C’est avant la Révolution tranquille que le gouvernement du Québec a décidé d’offrir deux programmes de bourses d’études à l’étranger à certain‧e‧s étudiant‧e‧s.
Riches d’expériences vécues à travers le monde, les boursier‧e‧s ont ramené‧e‧s avec leurs souvenirs, autant de techniques de pointes qu’une ouverture qui a permis au Québec de devenir ce qu’il est aujourd’hui.
Rencontre avec Robert Gagnon, coauteur du livre écrit avec Denis Goulet , paru en 2020 aux éditions Boréale.
Qu’est-ce qui vous a amené à vous intéresser au programme des bourses d’études à l’étranger du gouvernement québécois?
C’est Raymond Duchesne (aujourd’hui retraité, ancien directeur de TÉLUQ) qui a initié la recherche et qui l’a délaissé pendant plusieurs années. Yves Gingras m’a rappelé ce sujet et j’ai communiqué avec Raymond qui m’a refilé la documentation qu’il avait commencé à recueillir.
Quels objectifs étaient poursuivis par ce programme de bourses? En quoi ce programme s’inscrivait dans les grands courants idéologiques, politiques et scientifiques de l’époque?
************
## Objectif 1
Relevez chaque ligne de la liste qui contient le mot « blazer ».
Le texte sur les bourses d'études et la liste n'ont pas la même origine.

## Lignes enregistrées
************
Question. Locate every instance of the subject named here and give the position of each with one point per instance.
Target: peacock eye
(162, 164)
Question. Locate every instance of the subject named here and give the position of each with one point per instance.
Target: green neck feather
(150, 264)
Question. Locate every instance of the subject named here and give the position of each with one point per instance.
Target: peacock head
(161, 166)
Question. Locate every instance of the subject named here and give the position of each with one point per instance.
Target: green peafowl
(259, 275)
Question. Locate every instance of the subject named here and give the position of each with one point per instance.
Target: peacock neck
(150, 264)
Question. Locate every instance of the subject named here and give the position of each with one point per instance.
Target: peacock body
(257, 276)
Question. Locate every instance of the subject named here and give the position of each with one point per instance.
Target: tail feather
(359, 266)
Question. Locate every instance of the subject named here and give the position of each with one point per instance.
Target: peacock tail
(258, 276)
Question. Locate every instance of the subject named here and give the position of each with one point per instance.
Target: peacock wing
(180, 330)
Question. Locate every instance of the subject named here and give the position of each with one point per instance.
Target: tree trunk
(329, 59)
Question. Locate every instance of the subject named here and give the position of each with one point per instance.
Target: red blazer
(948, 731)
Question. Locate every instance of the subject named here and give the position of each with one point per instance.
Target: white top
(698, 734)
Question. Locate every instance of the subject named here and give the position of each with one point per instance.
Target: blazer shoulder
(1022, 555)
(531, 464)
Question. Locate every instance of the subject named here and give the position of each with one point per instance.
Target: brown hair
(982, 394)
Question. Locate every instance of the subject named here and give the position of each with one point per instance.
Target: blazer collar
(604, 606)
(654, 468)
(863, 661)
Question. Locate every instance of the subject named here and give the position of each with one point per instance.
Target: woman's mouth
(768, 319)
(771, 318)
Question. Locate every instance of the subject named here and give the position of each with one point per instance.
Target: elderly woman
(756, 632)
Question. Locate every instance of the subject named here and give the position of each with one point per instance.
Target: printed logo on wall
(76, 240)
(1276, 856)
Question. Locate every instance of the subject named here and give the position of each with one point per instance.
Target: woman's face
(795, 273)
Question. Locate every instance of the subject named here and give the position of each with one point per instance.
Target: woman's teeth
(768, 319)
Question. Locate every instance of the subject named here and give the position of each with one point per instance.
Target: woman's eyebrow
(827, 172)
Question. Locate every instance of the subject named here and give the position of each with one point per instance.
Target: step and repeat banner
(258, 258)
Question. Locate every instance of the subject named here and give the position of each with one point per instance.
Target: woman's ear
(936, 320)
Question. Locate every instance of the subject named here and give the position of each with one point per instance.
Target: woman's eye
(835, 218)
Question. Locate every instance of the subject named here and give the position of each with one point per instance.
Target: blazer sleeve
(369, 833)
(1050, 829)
************
## Objectif 2
Les affirmations suivantes concordent-elles avec le texte sur les bourses d'études ? Répondez par oui ou par non pour chacune, en citant mot pour mot les termes décisifs du texte.
(a) Le gouvernement du Québec a décidé d'offrir les programmes de bourses après la Révolution tranquille.
(b) Le livre de Robert Gagnon et Denis Goulet a paru en 2020.
(c) C'est Yves Gingras qui a initié la recherche.

## Réponse 1
Target: red blazer
Target: blazer shoulder
Target: blazer collar
Target: blazer sleeve

## Réponse 2
(a) Non : « C’est avant la Révolution tranquille que le gouvernement du Québec a décidé d’offrir deux programmes de bourses d’études à l’étranger ».
(b) Oui : « paru en 2020 aux éditions Boréale ».
(c) Non : « C’est Raymond Duchesne (aujourd’hui retraité, ancien directeur de TÉLUQ) qui a initié la recherche ».